■ Exercise description:
Your answer should consist only of the line with "Target: mountain ridge" and the lines after it, reproduced exactly through the end of the entries below.
------------------------------------------------------------
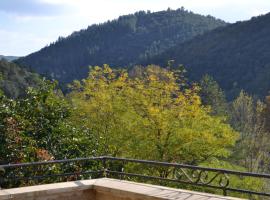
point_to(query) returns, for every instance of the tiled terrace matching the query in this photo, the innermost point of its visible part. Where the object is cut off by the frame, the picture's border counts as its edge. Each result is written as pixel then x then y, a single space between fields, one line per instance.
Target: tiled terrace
pixel 103 189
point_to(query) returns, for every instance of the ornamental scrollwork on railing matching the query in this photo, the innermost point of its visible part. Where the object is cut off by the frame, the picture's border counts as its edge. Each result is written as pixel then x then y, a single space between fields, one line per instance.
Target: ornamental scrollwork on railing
pixel 202 177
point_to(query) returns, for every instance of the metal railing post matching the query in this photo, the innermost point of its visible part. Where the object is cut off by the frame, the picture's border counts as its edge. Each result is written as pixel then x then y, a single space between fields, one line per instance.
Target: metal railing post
pixel 104 164
pixel 2 172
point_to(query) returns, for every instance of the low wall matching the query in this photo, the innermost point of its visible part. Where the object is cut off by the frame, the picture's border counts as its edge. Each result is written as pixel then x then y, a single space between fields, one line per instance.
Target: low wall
pixel 103 189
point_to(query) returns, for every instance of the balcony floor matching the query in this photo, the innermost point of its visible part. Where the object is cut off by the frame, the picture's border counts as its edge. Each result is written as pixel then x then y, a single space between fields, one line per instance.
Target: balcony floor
pixel 104 189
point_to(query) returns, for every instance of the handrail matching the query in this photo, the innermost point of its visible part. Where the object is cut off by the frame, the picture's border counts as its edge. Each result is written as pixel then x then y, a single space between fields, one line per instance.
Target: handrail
pixel 105 166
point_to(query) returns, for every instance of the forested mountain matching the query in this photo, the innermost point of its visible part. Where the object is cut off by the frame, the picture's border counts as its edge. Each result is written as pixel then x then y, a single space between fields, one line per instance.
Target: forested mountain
pixel 237 56
pixel 8 58
pixel 121 42
pixel 14 80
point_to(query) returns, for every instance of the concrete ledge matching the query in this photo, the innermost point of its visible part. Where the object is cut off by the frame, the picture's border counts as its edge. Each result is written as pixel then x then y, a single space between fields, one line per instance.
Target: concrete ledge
pixel 104 189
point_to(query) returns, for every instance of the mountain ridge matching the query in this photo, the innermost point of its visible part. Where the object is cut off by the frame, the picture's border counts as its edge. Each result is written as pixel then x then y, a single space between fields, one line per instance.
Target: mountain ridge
pixel 237 56
pixel 119 43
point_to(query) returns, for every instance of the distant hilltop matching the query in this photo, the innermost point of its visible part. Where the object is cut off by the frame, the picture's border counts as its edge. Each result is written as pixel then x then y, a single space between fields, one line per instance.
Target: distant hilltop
pixel 8 58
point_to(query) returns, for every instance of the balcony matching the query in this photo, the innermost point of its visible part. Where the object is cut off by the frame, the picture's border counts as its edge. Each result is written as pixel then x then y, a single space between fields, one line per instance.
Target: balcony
pixel 119 178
------------------------------------------------------------
■ Result of this task:
Target: mountain ridge
pixel 237 56
pixel 119 43
point_to(query) returns, for every instance of the distant hilltop matching the query in this photo, the innermost point of its visible part. Where the object is cut off by the frame, the picture's border counts as its edge. Each result is written as pixel then x then y, a single space between fields, one line per instance.
Target: distant hilltop
pixel 8 58
point_to(query) returns, for every instance of the balcony matching the query in this photo, the innermost point of its visible part. Where the object is cut off by the frame, the picture's border counts as its edge. Each result is written as pixel then x then y, a single space between fields, one line per instance.
Target: balcony
pixel 119 178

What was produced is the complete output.